**Article**
↓↓↓

At Rutgers Robeson became a national football superstar, and later, with his powerful baritone, an internationally renowned concert singer and actor perhaps best known for the song Old Man River. He was also an indomitable champion of equal rights for African-Americans as well as the oppressed anywhere, everywhere. Regularly invited to sing in different countries Robeson was the original citizen of the world, spending a lot of time in Europe, particularly in London and the former Soviet Union, a country he admired because it was a place “where coloured people waked secure and free as equals.”

Robeson would pay dearly for this during the McCarthy Era of the fifties when he was dragged before a congressional committee that grilled him about his ‘communist sympathies’. When the committee demanded to know why he had spent so much time in the Soviet Union Robeson retorted that it was because, “in Russia I felt for the first time like a full human being—no colour prejudice like in Mississippi, no colour prejudice like in Washington.“ Then why hadn’t he remained in Russia, why had he returned to the United States demanded a committee member.

Robeson’s answer was swift and impassioned.

Because my father was a slave, and my people died to build this country, and I am going to stay right here and have a part of it, just like you. And no fascist minded people will drive me from it. Is that clear?

Robeson’s defiance and refusal to bow earned him the revocation of his passport in 1950. Hard to believe that a mere 60 years ago such undemocratic behaviour was possible in the very United States that today champions human rights left, right and centre exporting so-called democracy worldwide at the tip of heat-seeking missiles if need be.  Not only were Robeson’s wings clipped, the powers that be also subjected him to slander campaigns and vicious disinformation so that his power to earn from concerts diminished and he became virtually invisible.

Lloyd L. Brown who wrote the preface to Here I Stand, ended by making the following observation:

…In Robeson’s case there can be no doubt that the ‘fascist-minded people’ whom he challenged did all they could to obscure the man and his message.

It can be expected, however, that the inquiring minds of the new generation will break through to the truth about him. Inevitably, like a mountain peak that becomes visible as the mist is blown away, the towering figure of Paul Robeson will emerge as the thick white fog of lies and slanders is dispelled. Then he will be recognized and honoured here in his homeland, as he is throughout the world, as Robeson, the Great Forerunner.

Remarkably that time seems to have come. As a recent press release from the US Embassy in Kingston, Jamaica detailed:

In early 2011, the Public Affairs Section of the U.S. Embassy in Kingston launched an essay competition among high school students to name the embassy’s Information Resource Center (IRC), in observance of Black History Month.  The aim of this competition was to have the IRC named after the historical figure selected in the winning essay.  The legendary Paul Robeson was the character highlighted in the winning essay which was entitled “The Soul of a Continent.”  The writer was Kathy Smith, then a Grade 13 student at Manchester High School in Mandeville, Manchester.  Ms. Smith is presently a first-year law student at the University of the West Indies.

↑↑↑

**Tasks and exercises**
A) From the article on Paul Robeson, list every title of a work (song, book or essay) that it names.
B) Write out the part of the article on Paul Robeson from "Robeson’s answer was" up to and including "Is that clear?", substituting "nation" for "country".

**Data listing**
↓↓↓

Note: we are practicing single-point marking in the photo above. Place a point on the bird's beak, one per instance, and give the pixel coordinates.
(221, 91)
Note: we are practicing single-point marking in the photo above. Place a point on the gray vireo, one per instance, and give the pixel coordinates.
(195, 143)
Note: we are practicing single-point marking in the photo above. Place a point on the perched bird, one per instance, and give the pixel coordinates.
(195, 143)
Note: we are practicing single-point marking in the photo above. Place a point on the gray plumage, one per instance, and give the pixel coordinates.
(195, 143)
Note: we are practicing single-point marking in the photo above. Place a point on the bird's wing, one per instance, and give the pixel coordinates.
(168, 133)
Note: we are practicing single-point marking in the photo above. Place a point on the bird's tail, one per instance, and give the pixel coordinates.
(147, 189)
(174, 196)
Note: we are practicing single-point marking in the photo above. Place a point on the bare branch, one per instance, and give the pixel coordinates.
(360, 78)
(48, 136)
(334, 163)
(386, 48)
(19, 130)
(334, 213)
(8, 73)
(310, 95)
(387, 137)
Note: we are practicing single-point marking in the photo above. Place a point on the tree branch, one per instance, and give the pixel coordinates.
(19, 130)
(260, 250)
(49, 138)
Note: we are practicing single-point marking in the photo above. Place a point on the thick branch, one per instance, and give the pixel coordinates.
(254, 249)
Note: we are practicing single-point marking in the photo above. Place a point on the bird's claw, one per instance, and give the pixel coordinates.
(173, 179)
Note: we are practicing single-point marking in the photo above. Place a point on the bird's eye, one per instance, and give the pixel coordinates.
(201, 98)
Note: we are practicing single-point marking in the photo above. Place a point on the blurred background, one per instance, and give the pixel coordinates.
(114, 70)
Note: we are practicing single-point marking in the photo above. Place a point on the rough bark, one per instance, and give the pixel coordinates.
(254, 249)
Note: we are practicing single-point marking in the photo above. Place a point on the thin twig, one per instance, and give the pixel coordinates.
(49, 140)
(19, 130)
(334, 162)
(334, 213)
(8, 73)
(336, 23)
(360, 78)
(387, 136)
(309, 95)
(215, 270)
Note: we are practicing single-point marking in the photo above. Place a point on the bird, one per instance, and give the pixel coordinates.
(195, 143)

↑↑↑

**Solution list**
A) Old Man River; Here I Stand; "The Soul of a Continent"

B)
Robeson’s answer was swift and impassioned.

Because my father was a slave, and my people died to build this nation, and I am going to stay right here and have a part of it, just like you. And no fascist minded people will drive me from it. Is that clear?